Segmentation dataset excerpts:
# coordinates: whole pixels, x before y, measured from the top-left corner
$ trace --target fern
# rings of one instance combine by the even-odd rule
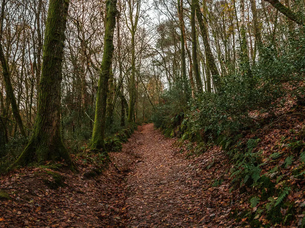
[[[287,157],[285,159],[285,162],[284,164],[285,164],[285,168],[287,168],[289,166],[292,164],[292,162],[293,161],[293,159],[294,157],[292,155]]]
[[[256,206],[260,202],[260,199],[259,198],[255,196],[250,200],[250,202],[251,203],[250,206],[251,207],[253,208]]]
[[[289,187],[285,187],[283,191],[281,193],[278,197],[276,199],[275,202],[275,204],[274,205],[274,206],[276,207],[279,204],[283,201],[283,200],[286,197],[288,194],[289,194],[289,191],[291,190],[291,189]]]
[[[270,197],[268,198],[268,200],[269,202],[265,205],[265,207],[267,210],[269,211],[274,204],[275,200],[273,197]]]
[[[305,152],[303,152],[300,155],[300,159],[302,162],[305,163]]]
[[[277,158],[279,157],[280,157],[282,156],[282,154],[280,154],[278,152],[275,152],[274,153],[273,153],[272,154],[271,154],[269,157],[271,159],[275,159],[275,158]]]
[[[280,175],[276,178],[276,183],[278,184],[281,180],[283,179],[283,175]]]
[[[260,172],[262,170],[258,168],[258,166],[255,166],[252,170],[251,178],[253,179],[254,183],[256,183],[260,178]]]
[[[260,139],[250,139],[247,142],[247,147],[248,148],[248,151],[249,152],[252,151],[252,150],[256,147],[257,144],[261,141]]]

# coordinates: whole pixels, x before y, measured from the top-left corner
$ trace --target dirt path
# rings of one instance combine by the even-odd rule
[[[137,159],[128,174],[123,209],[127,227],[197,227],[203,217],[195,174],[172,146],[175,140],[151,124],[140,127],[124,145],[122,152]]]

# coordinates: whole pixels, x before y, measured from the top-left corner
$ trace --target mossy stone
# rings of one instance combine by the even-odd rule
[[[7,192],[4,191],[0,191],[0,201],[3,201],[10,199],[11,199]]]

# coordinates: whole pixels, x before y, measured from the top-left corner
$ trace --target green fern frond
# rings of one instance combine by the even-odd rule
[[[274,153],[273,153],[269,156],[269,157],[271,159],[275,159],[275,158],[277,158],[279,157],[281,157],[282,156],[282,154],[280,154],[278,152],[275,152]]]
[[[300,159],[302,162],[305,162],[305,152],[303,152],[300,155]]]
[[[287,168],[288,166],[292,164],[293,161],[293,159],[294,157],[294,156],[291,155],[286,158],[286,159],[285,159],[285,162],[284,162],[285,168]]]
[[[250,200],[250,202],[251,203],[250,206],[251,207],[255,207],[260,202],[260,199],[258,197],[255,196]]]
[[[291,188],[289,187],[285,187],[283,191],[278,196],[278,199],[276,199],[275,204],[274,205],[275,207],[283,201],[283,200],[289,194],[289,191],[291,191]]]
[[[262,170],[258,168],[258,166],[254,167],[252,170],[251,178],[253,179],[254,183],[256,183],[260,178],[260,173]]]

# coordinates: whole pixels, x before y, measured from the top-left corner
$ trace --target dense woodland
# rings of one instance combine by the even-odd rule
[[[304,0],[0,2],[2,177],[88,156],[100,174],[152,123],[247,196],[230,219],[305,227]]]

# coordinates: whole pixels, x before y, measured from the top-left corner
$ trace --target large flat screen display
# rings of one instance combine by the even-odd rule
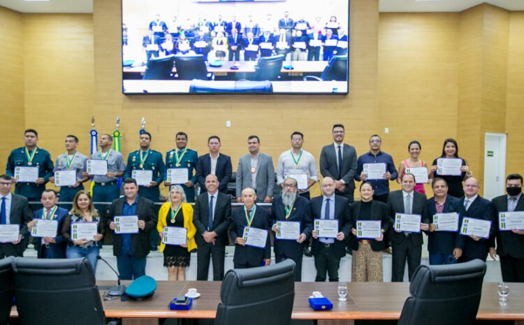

INSTRUCTIONS TO FOLLOW: The records shown above are to be repeated exactly, with the pictures left out.

RIGHT ANSWER:
# coordinates: whole pixels, x before y, measured from the top-left corner
$ trace --target fern
# rings of one instance combine by the even-odd rule
[[[287,157],[285,159],[285,162],[284,164],[285,164],[285,168],[287,168],[289,166],[292,164],[292,162],[293,161],[293,159],[294,157],[292,155]]]
[[[256,206],[260,202],[260,199],[259,198],[255,196],[250,200],[250,202],[251,203],[250,206],[251,207],[253,208]]]
[[[289,187],[285,187],[283,191],[281,193],[278,197],[276,199],[275,202],[275,204],[274,205],[274,206],[276,207],[279,204],[283,201],[283,200],[286,197],[288,194],[289,194],[289,191],[291,190],[291,189]]]
[[[270,197],[268,198],[268,200],[269,202],[265,205],[265,207],[267,210],[269,211],[274,204],[275,200],[273,197]]]
[[[305,152],[303,152],[300,155],[300,159],[302,162],[305,163]]]
[[[277,158],[279,157],[280,157],[282,156],[282,154],[280,154],[278,152],[275,152],[274,153],[273,153],[272,154],[271,154],[269,157],[271,159],[275,159],[275,158]]]
[[[280,175],[276,178],[276,183],[278,184],[281,180],[283,179],[283,175]]]
[[[260,172],[262,170],[258,168],[258,166],[255,166],[252,170],[251,178],[253,179],[254,183],[256,183],[260,178]]]
[[[260,139],[250,139],[247,142],[247,147],[248,148],[248,151],[249,152],[252,151],[252,150],[256,147],[257,144],[261,141]]]

# coordinates: whole pixels, x before y, measured from the top-left corner
$ trace --target dirt path
# rings of one instance combine by the even-odd rule
[[[137,159],[128,174],[123,209],[127,227],[197,227],[203,217],[195,174],[172,146],[175,140],[151,124],[140,127],[124,145],[122,152]]]

# coordinates: whole pixels, x before y, measured from the top-left corner
$ trace --target mossy stone
# rings of one instance combine by the even-odd rule
[[[7,192],[4,191],[0,191],[0,201],[3,201],[10,199],[11,199]]]

# coordinates: whole pixels, x before y, measured from the top-left corner
$ trace --target green fern frond
# rings of one instance combine by the even-odd rule
[[[274,153],[273,153],[269,156],[269,157],[271,159],[275,159],[275,158],[277,158],[279,157],[281,157],[282,156],[282,154],[280,154],[278,152],[275,152]]]
[[[300,159],[302,162],[305,162],[305,152],[303,152],[300,155]]]
[[[287,168],[288,166],[292,164],[293,161],[293,159],[294,157],[294,156],[291,155],[286,158],[286,159],[285,159],[285,162],[284,162],[285,168]]]
[[[250,200],[250,202],[251,203],[250,206],[251,207],[255,207],[260,202],[260,199],[258,197],[255,196]]]
[[[291,188],[289,187],[285,187],[283,191],[278,196],[278,199],[276,199],[275,204],[274,205],[275,207],[283,201],[283,200],[289,194],[289,191],[291,191]]]
[[[262,170],[258,168],[258,166],[254,167],[252,170],[251,178],[253,179],[254,183],[256,183],[260,178],[260,173]]]

# coordinates: whole pixels, x before y, measured from the top-left corner
$ trace --target dense woodland
# rings of one instance combine by the even-odd rule
[[[304,0],[0,2],[2,177],[88,156],[100,174],[152,123],[247,196],[230,219],[305,227]]]

# coordinates: whole pixels, x before y, measured from the top-left corner
$ trace --target large flat screen display
# rings of one instance combine by the even-odd rule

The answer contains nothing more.